Dataset records: Begin

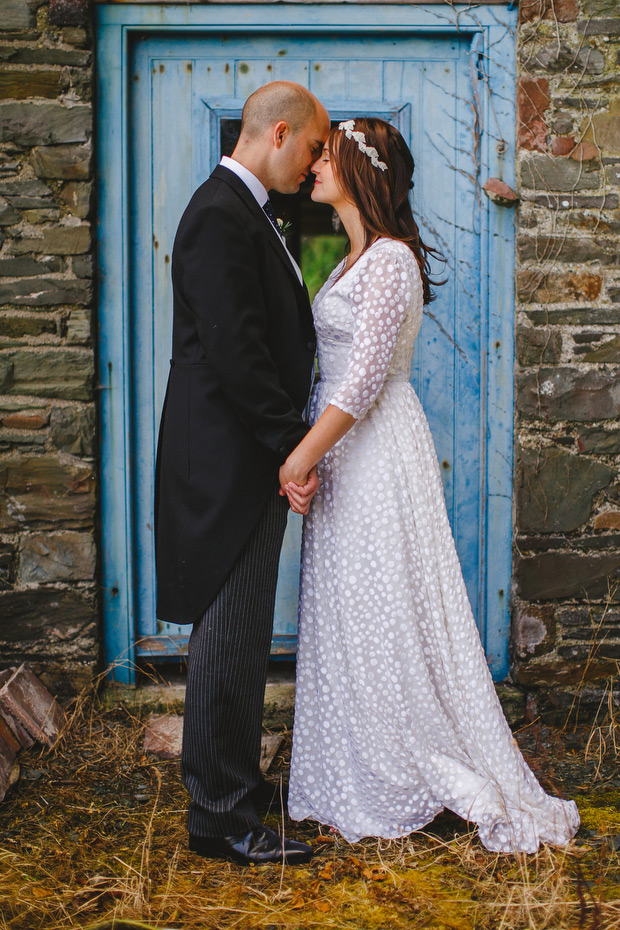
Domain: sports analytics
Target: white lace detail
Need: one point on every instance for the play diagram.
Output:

Dataset records: End
Dataset records: Begin

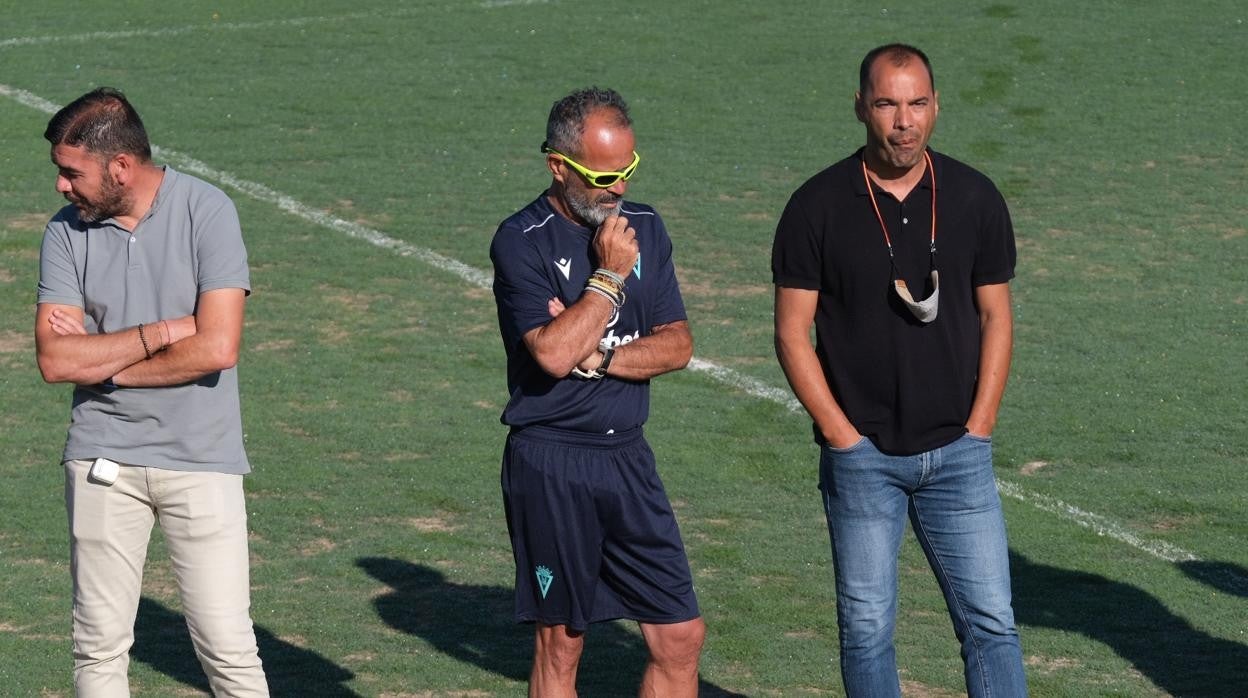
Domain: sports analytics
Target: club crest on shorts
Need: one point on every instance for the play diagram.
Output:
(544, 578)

Dataset records: End

**Work required:** In the preceding material, find each line holding the word "Target" and copy it out.

**Output for this task:**
Target: white lace detail
Target: club crest on shorts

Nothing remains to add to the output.